◆ Short problem A: Swap "bridge pier" for "bridge pylon" in the listing lines starting at the line that contains "the helicopter nose" and ending at the line that contains "column 284, row 52". Write out only those lines, changing nothing else.

begin Page excerpt

Conservative investor? Invest in balanced funds

If you are a conservative investor venturing into equity, balanced funds can be your first choice.

Conservative investor? Invest in balanced funds
Ritu Arora, a 33-year-old Gurgaon-based corporate communication professional, has been investing in bank fixed deposits, the Public Provident Fund (PPF) and traditional insurance products. Now, she wants to build a corpus for her six-year-old daughter's higher education, a goal that is 15 years away. When her friends suggested diversified equity funds, she was aghast at the thought of investing in volatile equity.


However, a visit to a financial planner, who advised balanced funds, resolved the issue. Such funds typically invest 65-75% of their portfolio in equity, and the balance 25-35% in bonds. The planner justified the equity component saying it would offer growth given the long-term nature of her goal and the fact that education costs tend to rise more than normal inflation; the debt component would make these funds less volatile.

end Page excerpt
begin Information shown

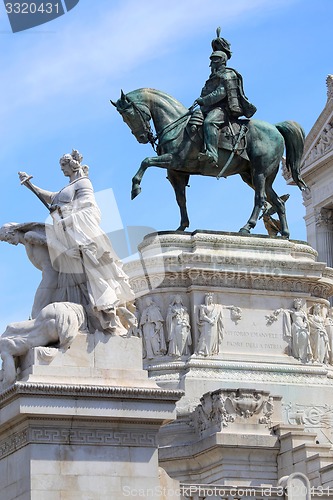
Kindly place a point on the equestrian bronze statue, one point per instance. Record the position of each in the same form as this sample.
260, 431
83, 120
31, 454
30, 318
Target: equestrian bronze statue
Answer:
210, 138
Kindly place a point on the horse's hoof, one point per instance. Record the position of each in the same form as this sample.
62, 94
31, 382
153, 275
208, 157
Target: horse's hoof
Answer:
135, 192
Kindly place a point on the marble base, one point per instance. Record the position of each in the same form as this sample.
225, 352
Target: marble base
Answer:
250, 277
83, 424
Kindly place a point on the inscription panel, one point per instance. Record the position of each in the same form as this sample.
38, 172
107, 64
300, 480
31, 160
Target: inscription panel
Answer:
254, 336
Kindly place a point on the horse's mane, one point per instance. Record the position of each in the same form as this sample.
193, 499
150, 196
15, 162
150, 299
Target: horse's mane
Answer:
161, 96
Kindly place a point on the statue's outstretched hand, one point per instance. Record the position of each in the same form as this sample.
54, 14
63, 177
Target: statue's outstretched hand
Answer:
23, 176
194, 105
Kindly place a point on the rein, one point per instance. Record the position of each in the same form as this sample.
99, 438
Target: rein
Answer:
173, 124
145, 124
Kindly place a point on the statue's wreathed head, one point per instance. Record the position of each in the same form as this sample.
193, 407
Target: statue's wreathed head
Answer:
74, 160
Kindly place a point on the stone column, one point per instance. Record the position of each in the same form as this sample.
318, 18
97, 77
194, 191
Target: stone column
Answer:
324, 223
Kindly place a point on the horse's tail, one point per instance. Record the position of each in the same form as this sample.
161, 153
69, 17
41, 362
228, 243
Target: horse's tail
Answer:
294, 137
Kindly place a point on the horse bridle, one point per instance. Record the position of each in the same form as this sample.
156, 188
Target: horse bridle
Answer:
145, 123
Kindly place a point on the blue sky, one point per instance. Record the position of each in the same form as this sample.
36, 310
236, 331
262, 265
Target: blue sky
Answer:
57, 80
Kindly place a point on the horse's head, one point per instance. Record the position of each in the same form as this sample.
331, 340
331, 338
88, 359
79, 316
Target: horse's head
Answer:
137, 116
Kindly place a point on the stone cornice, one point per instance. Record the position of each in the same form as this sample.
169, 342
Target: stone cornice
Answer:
91, 392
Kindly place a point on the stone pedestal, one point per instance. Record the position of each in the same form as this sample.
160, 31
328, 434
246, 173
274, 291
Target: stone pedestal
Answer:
254, 281
82, 424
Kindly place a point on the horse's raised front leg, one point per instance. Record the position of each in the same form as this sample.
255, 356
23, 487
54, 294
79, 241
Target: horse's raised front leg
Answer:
179, 183
163, 161
259, 200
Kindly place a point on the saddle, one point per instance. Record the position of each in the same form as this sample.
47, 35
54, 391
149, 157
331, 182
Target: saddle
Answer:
229, 133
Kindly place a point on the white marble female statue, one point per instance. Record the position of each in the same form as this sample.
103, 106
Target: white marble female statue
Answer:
151, 324
178, 328
318, 335
296, 326
210, 325
89, 272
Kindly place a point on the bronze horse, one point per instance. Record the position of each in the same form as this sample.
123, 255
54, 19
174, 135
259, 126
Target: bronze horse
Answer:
178, 149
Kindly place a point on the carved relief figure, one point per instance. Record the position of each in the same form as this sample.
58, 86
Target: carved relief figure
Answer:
329, 330
89, 270
211, 329
295, 327
298, 326
151, 323
178, 328
318, 336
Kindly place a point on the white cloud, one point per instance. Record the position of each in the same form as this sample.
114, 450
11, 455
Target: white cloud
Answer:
108, 44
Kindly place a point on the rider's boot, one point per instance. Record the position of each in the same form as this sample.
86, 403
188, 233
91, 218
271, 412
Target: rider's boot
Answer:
211, 133
233, 97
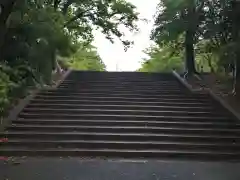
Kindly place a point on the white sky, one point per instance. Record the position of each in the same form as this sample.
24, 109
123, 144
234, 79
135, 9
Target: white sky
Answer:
114, 55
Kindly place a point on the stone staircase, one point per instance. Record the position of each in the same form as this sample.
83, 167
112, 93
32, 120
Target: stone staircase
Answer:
126, 115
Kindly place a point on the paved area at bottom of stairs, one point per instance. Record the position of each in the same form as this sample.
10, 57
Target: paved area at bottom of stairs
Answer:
116, 169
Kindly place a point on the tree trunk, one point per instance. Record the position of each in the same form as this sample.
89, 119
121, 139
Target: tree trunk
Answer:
6, 9
237, 78
189, 50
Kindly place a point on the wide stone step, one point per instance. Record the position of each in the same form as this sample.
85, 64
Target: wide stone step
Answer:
142, 123
121, 98
102, 116
122, 102
129, 145
121, 107
152, 153
114, 90
125, 129
126, 112
122, 94
173, 136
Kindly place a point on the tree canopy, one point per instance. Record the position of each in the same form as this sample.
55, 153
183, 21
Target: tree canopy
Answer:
36, 36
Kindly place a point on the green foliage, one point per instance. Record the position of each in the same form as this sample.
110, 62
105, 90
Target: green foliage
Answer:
163, 58
86, 58
37, 32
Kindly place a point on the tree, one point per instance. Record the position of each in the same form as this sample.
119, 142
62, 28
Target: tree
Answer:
86, 58
36, 32
175, 18
163, 58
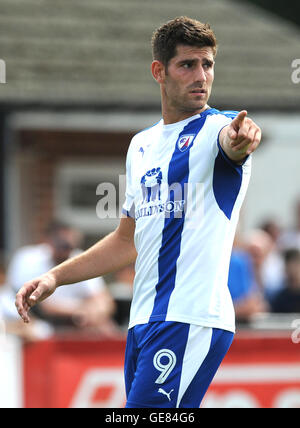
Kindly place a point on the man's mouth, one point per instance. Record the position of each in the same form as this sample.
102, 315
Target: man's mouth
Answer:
198, 91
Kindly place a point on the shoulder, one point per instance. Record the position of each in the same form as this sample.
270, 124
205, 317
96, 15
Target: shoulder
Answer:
218, 116
140, 139
147, 131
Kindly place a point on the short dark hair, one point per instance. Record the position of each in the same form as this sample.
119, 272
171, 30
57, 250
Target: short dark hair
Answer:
181, 31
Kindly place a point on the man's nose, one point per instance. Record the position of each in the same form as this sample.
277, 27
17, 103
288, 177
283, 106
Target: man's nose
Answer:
200, 74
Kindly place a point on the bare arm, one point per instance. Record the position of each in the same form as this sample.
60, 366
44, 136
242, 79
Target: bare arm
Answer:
240, 138
110, 254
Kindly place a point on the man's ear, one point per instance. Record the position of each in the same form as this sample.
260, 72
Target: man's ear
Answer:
158, 71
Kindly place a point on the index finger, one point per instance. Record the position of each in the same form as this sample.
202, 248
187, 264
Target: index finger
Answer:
241, 116
21, 306
21, 302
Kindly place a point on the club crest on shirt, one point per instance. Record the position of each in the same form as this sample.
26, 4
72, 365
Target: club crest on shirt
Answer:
185, 142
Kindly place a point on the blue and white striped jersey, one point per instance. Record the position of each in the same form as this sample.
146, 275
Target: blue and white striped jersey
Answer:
185, 195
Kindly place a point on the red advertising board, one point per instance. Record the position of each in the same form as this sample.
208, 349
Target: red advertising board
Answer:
259, 371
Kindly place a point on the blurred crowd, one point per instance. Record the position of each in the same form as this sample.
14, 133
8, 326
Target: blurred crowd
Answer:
264, 274
264, 277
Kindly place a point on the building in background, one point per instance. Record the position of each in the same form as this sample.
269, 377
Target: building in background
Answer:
79, 86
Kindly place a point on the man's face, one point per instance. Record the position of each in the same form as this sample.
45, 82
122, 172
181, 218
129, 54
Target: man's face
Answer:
189, 78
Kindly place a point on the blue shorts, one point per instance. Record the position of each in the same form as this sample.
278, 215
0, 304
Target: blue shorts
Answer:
171, 365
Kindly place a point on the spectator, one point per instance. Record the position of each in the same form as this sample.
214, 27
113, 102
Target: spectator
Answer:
246, 295
287, 300
88, 306
291, 238
13, 325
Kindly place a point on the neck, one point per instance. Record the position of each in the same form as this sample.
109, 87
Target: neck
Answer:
173, 116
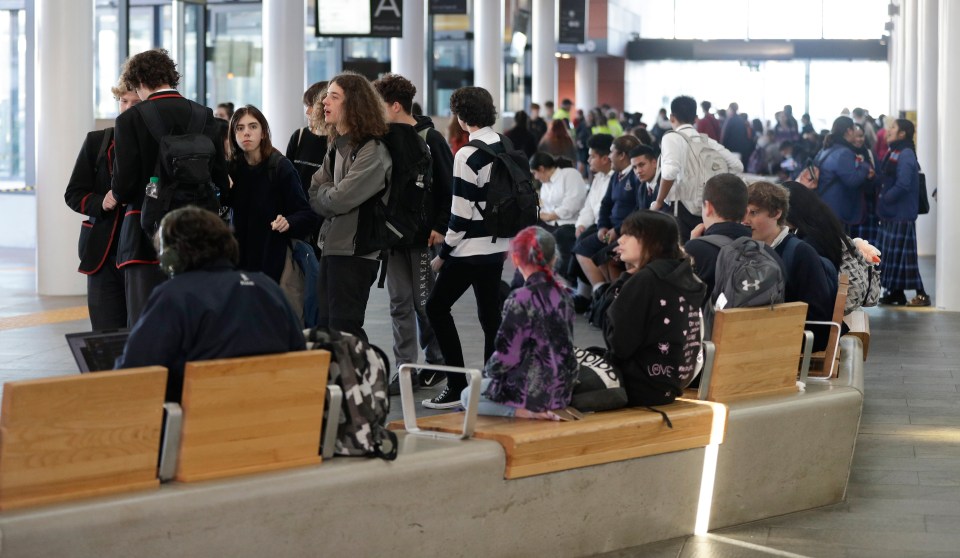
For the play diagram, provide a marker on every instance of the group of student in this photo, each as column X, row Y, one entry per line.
column 624, row 233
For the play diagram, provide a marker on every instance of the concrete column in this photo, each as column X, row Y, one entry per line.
column 407, row 54
column 585, row 82
column 488, row 48
column 948, row 90
column 927, row 122
column 908, row 16
column 893, row 58
column 544, row 27
column 64, row 32
column 284, row 66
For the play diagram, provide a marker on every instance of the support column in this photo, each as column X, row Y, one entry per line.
column 488, row 49
column 544, row 72
column 284, row 66
column 908, row 16
column 585, row 83
column 927, row 122
column 64, row 39
column 948, row 90
column 407, row 54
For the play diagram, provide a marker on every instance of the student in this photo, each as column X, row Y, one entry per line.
column 269, row 206
column 308, row 145
column 208, row 309
column 353, row 172
column 532, row 372
column 409, row 276
column 652, row 331
column 807, row 278
column 468, row 255
column 562, row 193
column 88, row 193
column 153, row 75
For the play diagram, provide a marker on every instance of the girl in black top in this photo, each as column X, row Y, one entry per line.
column 269, row 206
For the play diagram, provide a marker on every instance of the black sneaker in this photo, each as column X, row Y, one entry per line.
column 448, row 399
column 394, row 388
column 430, row 378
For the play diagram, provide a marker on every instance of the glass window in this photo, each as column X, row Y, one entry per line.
column 235, row 47
column 12, row 96
column 107, row 64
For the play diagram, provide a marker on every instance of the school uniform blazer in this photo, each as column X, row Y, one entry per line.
column 89, row 183
column 135, row 162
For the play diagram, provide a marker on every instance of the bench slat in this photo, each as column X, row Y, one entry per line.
column 535, row 447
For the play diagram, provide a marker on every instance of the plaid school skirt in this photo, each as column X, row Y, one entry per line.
column 898, row 256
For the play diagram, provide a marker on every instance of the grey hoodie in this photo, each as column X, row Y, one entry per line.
column 337, row 194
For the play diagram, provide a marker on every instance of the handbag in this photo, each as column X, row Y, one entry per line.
column 924, row 206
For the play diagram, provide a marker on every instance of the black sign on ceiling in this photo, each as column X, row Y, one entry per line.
column 448, row 7
column 572, row 21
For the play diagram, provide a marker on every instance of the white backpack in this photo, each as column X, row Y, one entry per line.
column 701, row 164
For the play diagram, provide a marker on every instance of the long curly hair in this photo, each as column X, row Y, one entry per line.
column 363, row 111
column 151, row 68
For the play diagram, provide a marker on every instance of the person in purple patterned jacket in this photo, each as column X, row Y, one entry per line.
column 533, row 369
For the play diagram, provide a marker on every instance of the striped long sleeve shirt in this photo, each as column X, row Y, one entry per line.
column 467, row 235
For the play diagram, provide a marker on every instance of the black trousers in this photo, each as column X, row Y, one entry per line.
column 106, row 298
column 344, row 289
column 452, row 282
column 139, row 281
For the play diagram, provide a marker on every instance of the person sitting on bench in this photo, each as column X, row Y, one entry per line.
column 533, row 369
column 208, row 309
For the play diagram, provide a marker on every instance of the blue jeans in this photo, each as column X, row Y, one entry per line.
column 486, row 406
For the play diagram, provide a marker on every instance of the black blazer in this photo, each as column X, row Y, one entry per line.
column 136, row 159
column 89, row 183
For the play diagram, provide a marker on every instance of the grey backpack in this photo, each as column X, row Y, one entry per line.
column 360, row 369
column 747, row 275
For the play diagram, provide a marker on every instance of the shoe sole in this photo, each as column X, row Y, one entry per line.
column 441, row 406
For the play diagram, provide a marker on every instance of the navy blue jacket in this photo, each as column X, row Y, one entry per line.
column 842, row 178
column 214, row 312
column 899, row 197
column 619, row 201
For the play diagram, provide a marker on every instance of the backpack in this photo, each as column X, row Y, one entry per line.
column 184, row 165
column 360, row 369
column 864, row 288
column 400, row 215
column 512, row 202
column 701, row 164
column 747, row 275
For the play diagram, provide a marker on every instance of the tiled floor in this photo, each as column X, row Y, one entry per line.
column 904, row 493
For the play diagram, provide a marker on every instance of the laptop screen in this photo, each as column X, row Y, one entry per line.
column 97, row 350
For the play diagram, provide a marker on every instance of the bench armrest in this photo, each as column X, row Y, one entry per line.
column 170, row 446
column 836, row 349
column 409, row 406
column 334, row 403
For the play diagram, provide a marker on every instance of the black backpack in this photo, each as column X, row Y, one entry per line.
column 184, row 165
column 746, row 276
column 512, row 202
column 399, row 215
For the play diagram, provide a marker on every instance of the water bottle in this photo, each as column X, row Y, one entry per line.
column 152, row 187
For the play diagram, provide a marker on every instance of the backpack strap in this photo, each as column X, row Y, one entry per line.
column 104, row 146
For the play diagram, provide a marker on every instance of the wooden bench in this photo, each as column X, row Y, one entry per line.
column 251, row 414
column 78, row 436
column 754, row 351
column 859, row 324
column 535, row 447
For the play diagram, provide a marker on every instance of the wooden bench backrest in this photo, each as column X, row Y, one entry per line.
column 757, row 350
column 252, row 414
column 77, row 436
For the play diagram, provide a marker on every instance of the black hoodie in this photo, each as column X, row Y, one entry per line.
column 653, row 330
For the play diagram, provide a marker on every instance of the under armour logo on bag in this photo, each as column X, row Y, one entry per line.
column 748, row 285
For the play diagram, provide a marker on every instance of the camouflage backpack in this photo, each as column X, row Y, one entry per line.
column 360, row 369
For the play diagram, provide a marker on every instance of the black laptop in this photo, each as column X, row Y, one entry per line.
column 97, row 350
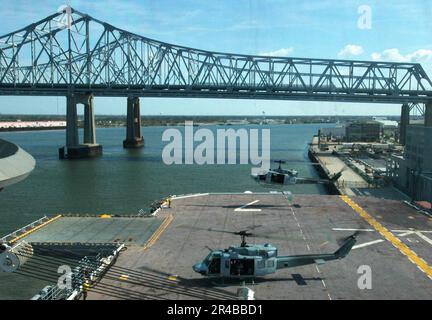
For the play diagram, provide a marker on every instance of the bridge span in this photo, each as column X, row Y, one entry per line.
column 74, row 55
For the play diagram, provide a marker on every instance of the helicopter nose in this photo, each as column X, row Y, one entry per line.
column 199, row 268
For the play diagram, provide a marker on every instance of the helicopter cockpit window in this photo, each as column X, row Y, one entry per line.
column 208, row 259
column 214, row 266
column 271, row 254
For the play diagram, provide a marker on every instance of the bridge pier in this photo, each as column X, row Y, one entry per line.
column 134, row 139
column 74, row 149
column 404, row 123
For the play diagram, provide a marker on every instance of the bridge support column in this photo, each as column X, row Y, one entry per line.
column 404, row 123
column 134, row 139
column 428, row 115
column 74, row 149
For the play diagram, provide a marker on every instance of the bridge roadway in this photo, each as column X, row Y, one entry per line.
column 72, row 54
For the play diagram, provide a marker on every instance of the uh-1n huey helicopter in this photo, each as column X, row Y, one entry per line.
column 290, row 177
column 258, row 260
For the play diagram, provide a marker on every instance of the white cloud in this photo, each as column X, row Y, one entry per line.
column 350, row 50
column 394, row 55
column 284, row 52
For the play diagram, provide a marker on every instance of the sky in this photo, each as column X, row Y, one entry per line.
column 397, row 30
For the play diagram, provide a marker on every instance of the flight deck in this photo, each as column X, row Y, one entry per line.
column 394, row 245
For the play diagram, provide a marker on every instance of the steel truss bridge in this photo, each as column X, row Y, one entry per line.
column 71, row 52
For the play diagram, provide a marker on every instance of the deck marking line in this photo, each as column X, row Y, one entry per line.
column 242, row 208
column 422, row 236
column 403, row 248
column 159, row 231
column 25, row 234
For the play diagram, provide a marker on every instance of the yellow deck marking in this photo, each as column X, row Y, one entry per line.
column 159, row 231
column 403, row 248
column 25, row 234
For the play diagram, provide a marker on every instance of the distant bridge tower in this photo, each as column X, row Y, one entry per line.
column 89, row 147
column 134, row 139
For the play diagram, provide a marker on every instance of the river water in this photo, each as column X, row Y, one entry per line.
column 128, row 181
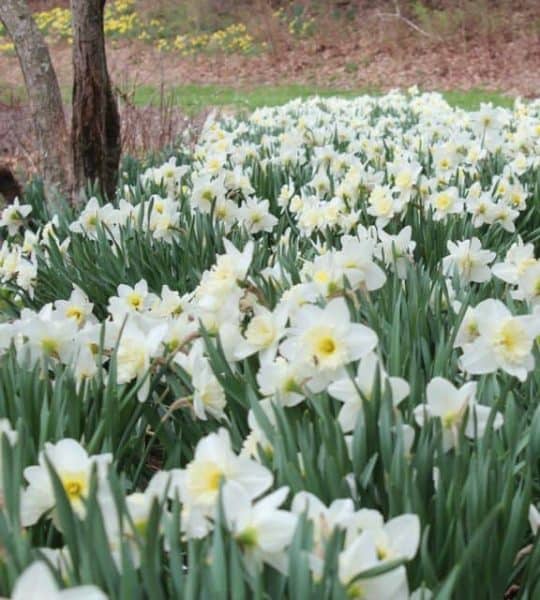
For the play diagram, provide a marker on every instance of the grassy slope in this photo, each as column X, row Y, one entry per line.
column 195, row 98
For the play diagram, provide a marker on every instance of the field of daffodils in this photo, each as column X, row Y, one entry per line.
column 298, row 359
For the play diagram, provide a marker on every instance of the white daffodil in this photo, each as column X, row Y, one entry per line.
column 11, row 435
column 350, row 392
column 78, row 307
column 262, row 530
column 396, row 250
column 131, row 300
column 215, row 463
column 397, row 538
column 282, row 381
column 361, row 556
column 140, row 341
column 339, row 514
column 263, row 334
column 469, row 260
column 74, row 468
column 326, row 340
column 356, row 261
column 13, row 216
column 504, row 341
column 38, row 583
column 450, row 404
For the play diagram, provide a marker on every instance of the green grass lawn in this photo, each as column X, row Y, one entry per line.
column 195, row 98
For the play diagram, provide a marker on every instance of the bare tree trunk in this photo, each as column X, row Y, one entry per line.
column 95, row 132
column 44, row 95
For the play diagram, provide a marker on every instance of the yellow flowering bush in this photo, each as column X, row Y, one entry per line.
column 122, row 20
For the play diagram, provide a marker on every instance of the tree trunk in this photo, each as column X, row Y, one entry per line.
column 95, row 133
column 44, row 96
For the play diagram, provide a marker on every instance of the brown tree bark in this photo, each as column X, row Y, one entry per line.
column 44, row 96
column 95, row 132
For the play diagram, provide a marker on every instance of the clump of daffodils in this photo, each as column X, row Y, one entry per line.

end Information shown

◆ Short problem B: Carry on the article about balanced funds for conservative investors, beginning after its last sentence.

◆ Exercise result A:
For the play diagram, provide a marker on every instance of the helicopter nose in this photo, each as column X, row Y, one entry per line.
column 199, row 268
For the play diagram, provide a marker on every instance of the helicopter cockpit window in this photo, each as column X, row Y, one entry per line.
column 208, row 259
column 214, row 266
column 271, row 254
For the play diagram, provide a marker on every instance of the bridge pylon in this photo, each as column X, row Y, one entry per line.
column 134, row 139
column 74, row 149
column 404, row 123
For the play diagram, provide a marker on every instance of the bridge support column in this photo, each as column X, row Y, one entry per line.
column 404, row 123
column 134, row 139
column 428, row 115
column 74, row 149
For the play diagram, provide a marker on every instance of the bridge roadway in this photo, each as column X, row Y, one entry per line.
column 72, row 54
For the play diagram, provide a marker on every instance of the uh-1n huey helicopter in this photo, each as column X, row Y, one entry per line.
column 290, row 177
column 258, row 260
For the play diagram, provide a marker on every instance of the white cloud in this photo, each as column X, row Y, one entry per line.
column 350, row 50
column 394, row 55
column 284, row 52

◆ Exercise result B:
Like Arora, many conservative investors are turning to balanced funds, which are currently in a sweet spot. According to Vishal Dhawan, chief financial planner at Mumbai-based Plan Ahead Wealth Advisors, "This is a good time to invest in these funds because there is opportunity in both equity and debt. Equity is trading at a discount to long-term averages. On the debt side, interest rates appear to have peaked and are likely to either remain at these levels or fall. Hence, a hybrid instrument, which gives you access to both equity and debt in a tax-efficient manner, should find many takers at this juncture."

Even from a defensive point of view, balanced funds are well-suited to moderate risk takers. Says Ravi Gopalakrishnan, head of equities, Canara Robeco Mutual Fund: "The current environment remains challenging due to macro-economic headwinds. In times of uncertainty, balanced funds are better suited as they offer diversification in different asset classes within a fund. The blend of equity and debt works in such a manner that equity boosts portfolio returns during market upswings, while the debt exposure contains the impact of a major fall in the equity market."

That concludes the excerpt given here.